----- Recorded information -----

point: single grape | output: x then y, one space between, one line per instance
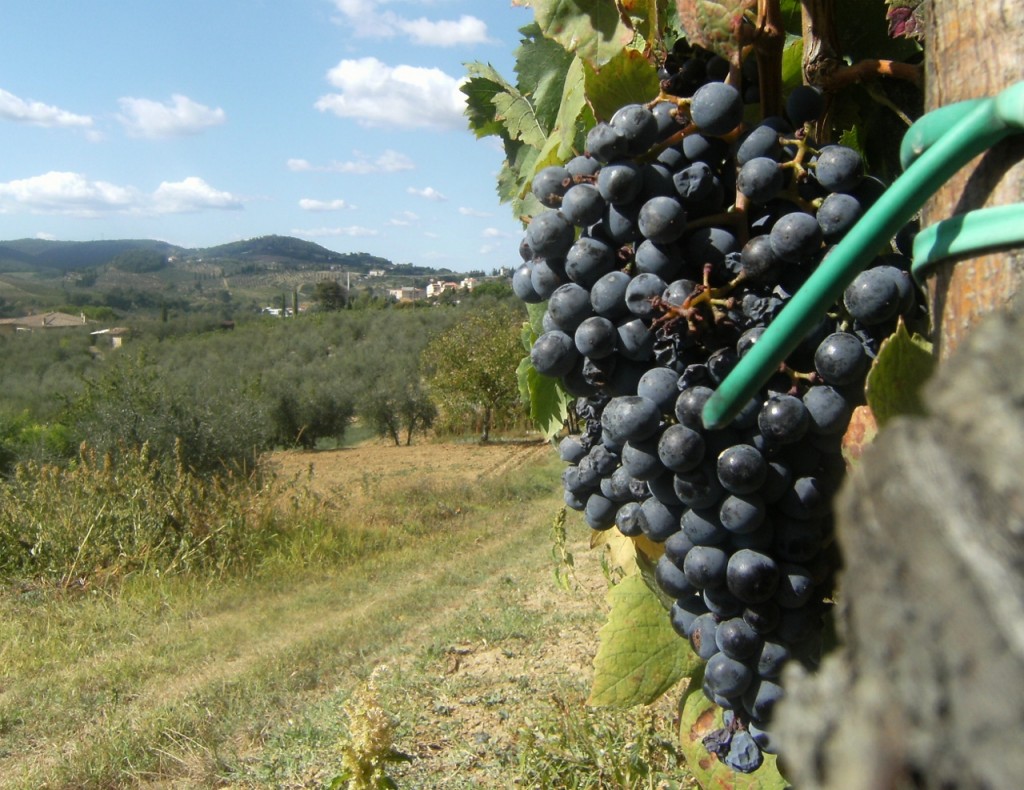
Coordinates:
741 469
568 305
583 205
662 219
671 579
638 125
796 237
550 184
752 576
727 676
839 168
550 235
760 179
553 354
605 143
607 295
841 359
717 109
631 418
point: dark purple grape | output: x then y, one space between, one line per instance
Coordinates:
583 205
839 168
717 109
662 219
752 576
741 469
553 354
550 184
550 235
841 359
760 179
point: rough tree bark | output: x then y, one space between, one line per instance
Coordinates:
975 49
927 689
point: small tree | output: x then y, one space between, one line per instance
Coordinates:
472 366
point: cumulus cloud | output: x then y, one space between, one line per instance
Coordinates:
407 96
403 219
367 19
36 113
352 231
388 162
427 193
308 204
180 116
74 194
193 194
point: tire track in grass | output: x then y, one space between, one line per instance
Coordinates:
331 613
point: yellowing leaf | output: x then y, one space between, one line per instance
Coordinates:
697 717
640 657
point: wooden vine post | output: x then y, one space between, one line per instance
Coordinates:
925 690
975 49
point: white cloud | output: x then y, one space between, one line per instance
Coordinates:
366 19
407 96
36 113
67 193
74 194
145 118
190 195
353 231
403 219
388 162
308 204
428 193
445 33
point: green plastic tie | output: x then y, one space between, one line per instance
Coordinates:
936 156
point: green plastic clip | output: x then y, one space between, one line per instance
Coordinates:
934 148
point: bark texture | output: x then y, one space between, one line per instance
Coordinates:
975 49
927 690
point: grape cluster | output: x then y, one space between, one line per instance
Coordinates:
663 253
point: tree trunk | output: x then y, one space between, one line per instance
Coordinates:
974 49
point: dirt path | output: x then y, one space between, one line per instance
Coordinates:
441 622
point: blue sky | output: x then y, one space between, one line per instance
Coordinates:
201 122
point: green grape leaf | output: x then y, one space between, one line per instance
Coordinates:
593 29
903 364
697 717
714 24
640 657
548 403
543 68
517 114
793 63
626 79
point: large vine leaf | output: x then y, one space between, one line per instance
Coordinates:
542 68
697 717
547 402
714 24
903 364
593 29
627 78
640 657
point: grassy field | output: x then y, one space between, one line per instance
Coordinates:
417 613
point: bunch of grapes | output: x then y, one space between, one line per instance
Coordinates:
663 253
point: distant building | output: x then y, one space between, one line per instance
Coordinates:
407 294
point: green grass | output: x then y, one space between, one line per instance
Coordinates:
246 678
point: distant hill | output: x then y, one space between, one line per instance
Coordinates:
278 252
42 255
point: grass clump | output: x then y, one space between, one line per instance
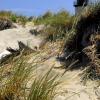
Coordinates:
57 24
15 79
13 86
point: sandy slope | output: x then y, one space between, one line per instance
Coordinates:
10 38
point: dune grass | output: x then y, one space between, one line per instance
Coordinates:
15 77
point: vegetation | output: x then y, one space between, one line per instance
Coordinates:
14 82
57 24
13 17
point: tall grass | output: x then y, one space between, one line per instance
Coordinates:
15 76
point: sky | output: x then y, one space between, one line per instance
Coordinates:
36 7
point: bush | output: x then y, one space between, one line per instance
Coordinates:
14 81
5 24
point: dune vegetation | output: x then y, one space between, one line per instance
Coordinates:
75 37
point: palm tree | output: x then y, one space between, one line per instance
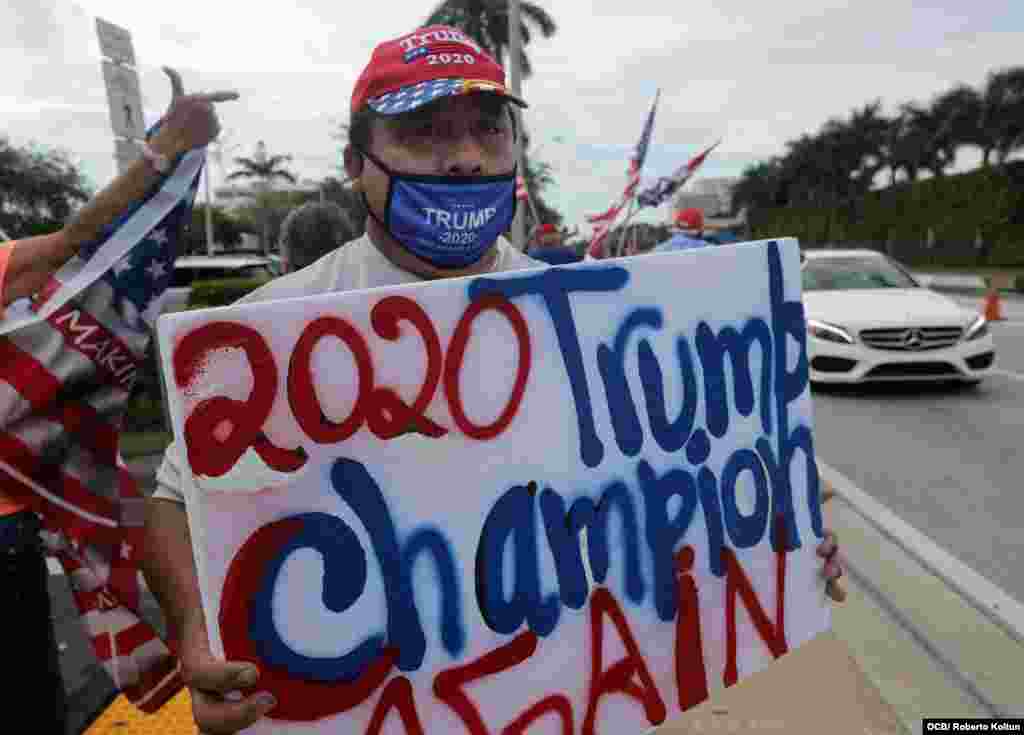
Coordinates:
264 169
486 22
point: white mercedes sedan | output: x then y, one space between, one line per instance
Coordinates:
868 319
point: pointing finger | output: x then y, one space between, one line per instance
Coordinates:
177 89
218 96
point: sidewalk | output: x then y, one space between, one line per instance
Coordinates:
904 646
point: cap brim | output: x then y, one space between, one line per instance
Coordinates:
413 97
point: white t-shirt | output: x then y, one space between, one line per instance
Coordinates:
355 265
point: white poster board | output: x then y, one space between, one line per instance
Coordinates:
433 581
115 42
125 100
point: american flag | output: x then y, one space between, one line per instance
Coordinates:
69 360
662 189
640 153
602 222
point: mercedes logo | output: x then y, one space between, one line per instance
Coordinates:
913 340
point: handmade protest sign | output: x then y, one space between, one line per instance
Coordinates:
388 488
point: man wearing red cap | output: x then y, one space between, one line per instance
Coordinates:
689 232
432 149
549 248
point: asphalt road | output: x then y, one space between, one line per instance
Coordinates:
947 460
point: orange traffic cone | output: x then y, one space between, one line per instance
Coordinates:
993 308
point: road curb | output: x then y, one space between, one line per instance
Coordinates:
1000 609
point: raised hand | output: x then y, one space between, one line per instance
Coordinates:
190 121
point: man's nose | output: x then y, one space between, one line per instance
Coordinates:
465 158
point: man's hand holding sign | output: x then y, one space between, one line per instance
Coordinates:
596 520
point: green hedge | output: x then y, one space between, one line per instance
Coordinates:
955 208
206 294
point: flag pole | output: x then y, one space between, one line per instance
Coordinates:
515 74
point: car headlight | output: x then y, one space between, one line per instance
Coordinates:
829 333
977 330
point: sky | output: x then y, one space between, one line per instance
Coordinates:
755 75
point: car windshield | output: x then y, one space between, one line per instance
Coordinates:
854 272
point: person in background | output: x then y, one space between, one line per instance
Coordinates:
312 230
689 232
549 248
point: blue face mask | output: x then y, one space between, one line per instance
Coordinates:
449 221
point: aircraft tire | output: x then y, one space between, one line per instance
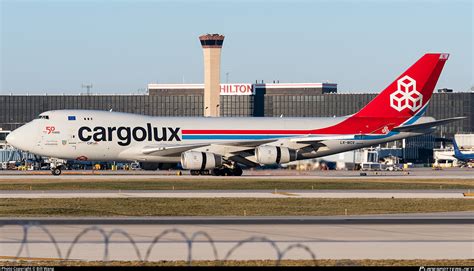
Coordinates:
194 172
237 171
56 171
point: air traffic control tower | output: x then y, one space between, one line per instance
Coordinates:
212 45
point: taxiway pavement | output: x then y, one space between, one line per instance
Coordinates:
438 194
430 236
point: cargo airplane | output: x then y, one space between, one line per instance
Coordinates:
220 146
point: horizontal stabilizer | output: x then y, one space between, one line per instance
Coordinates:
426 125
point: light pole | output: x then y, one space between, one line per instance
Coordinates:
88 87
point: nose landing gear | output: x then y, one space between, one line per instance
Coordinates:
227 169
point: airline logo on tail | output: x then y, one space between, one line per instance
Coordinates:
406 95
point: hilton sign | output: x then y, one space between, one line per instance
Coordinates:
237 89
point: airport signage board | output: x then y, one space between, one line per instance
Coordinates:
237 89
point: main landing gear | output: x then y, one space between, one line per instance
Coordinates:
56 171
227 169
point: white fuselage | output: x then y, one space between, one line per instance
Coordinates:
112 136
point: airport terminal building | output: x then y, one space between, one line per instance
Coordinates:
244 100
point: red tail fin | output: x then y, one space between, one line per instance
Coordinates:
406 97
410 92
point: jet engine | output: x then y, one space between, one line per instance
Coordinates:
155 166
200 160
269 155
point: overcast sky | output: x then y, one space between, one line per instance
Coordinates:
121 46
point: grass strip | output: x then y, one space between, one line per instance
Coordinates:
224 206
234 184
321 262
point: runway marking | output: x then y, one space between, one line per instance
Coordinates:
285 194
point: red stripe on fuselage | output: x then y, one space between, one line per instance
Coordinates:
352 125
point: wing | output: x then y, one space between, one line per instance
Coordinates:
224 148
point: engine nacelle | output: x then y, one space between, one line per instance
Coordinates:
269 155
200 160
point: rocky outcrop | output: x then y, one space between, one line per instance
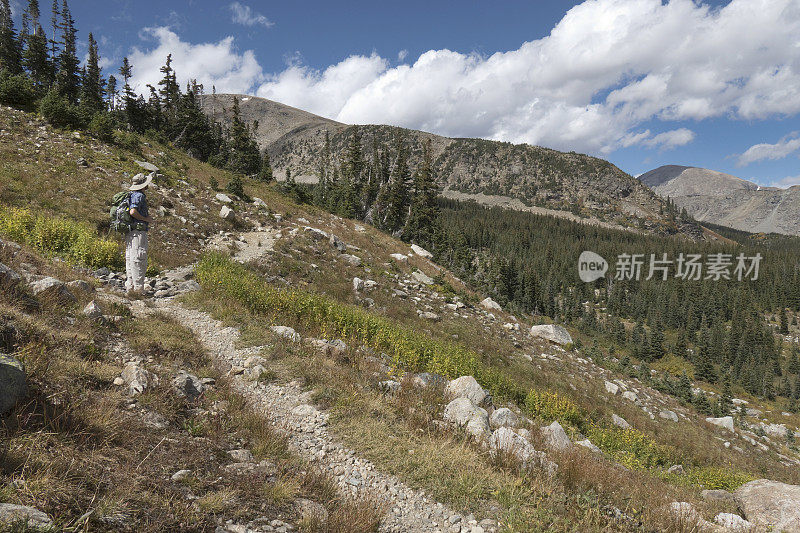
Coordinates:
770 504
13 384
553 333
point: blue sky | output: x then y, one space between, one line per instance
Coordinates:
639 82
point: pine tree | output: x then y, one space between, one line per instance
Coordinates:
67 78
34 57
10 53
420 226
92 90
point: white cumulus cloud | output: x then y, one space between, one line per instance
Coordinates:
217 64
242 14
607 68
761 151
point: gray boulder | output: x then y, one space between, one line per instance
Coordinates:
226 213
466 387
8 277
555 437
504 440
29 516
50 287
464 413
503 418
770 505
13 385
553 333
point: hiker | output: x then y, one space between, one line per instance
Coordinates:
136 238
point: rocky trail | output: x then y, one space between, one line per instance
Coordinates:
289 409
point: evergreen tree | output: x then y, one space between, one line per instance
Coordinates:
68 78
10 54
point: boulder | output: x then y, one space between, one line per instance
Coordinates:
506 441
93 310
717 496
13 384
466 387
188 385
352 259
488 303
553 333
226 213
668 415
464 413
52 288
723 422
12 514
555 437
421 277
619 421
286 332
770 505
422 252
8 277
503 418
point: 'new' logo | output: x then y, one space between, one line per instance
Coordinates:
591 266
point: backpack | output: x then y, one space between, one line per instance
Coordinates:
120 213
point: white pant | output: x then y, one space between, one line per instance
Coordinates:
135 259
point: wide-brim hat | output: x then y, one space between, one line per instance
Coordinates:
140 181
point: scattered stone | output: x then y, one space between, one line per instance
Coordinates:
421 277
422 252
723 422
717 496
466 387
619 421
505 440
733 523
770 505
352 259
488 303
226 213
553 333
8 277
241 455
678 470
612 388
555 437
668 415
286 332
463 412
180 475
93 310
50 287
503 417
13 383
11 514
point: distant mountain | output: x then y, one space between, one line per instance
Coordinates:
497 173
711 196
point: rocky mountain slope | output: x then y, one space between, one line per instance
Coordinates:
296 371
711 196
492 172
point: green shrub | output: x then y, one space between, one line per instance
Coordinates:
58 111
102 127
76 242
17 91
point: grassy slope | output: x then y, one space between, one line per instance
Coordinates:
585 485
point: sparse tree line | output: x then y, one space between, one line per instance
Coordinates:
43 73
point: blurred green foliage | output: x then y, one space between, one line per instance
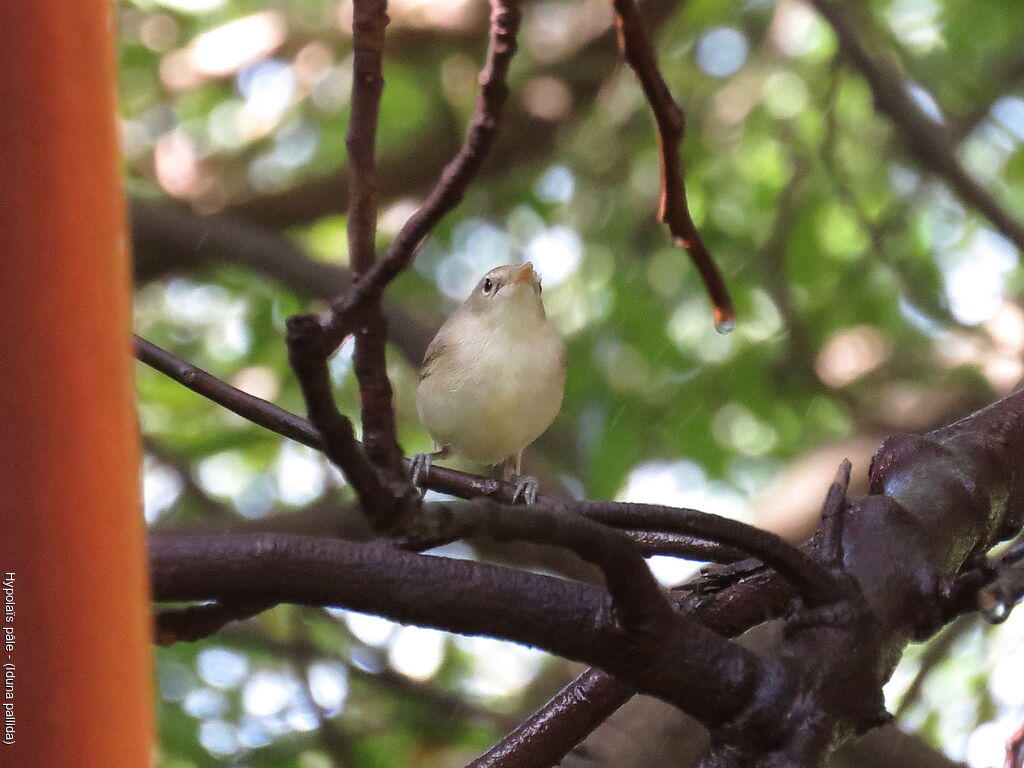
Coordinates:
869 299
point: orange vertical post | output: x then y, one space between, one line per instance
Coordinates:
74 616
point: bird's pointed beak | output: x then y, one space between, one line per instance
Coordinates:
525 273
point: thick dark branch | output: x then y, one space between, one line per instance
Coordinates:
692 667
380 433
674 211
931 143
683 546
548 735
544 738
455 177
1015 750
636 595
248 407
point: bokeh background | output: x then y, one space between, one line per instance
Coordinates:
870 299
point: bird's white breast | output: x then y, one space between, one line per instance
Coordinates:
498 388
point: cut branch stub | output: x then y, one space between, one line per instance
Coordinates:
674 210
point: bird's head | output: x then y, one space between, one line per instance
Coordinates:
507 289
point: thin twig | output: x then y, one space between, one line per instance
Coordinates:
693 667
832 516
815 584
196 622
455 178
287 424
306 353
380 433
248 407
674 210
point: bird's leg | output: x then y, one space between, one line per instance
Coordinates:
421 464
525 486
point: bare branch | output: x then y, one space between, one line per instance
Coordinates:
674 210
196 622
168 239
697 670
455 178
287 424
636 595
832 516
816 584
248 407
380 433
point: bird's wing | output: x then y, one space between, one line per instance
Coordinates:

-----

→ Goal of the exercise:
Transcribe the records above exactly, but only from the line that contains "point: cut branch" through their final line, inclusive.

→ Result of this exercise:
point: cut branch stub | output: x then y, one space between, one line per instance
Coordinates:
674 210
point: bird's head | output: x then y, one space between, one line per instance
Coordinates:
507 289
point: thin twig | output: x then y, one space between, one line per instance
Coordinates:
693 667
832 516
815 584
196 622
455 178
287 424
306 353
380 433
248 407
674 210
point: bird's leg | output: x then y, one space between, one line per instance
Coordinates:
421 464
525 486
point: bare branch | output: x then y, one space between, one line per instance
Coordinates:
674 210
196 622
168 239
697 670
455 178
287 424
636 595
832 516
816 584
248 407
380 433
point: bird's wing | output: x then y, one space between, one line per instance
Coordinates:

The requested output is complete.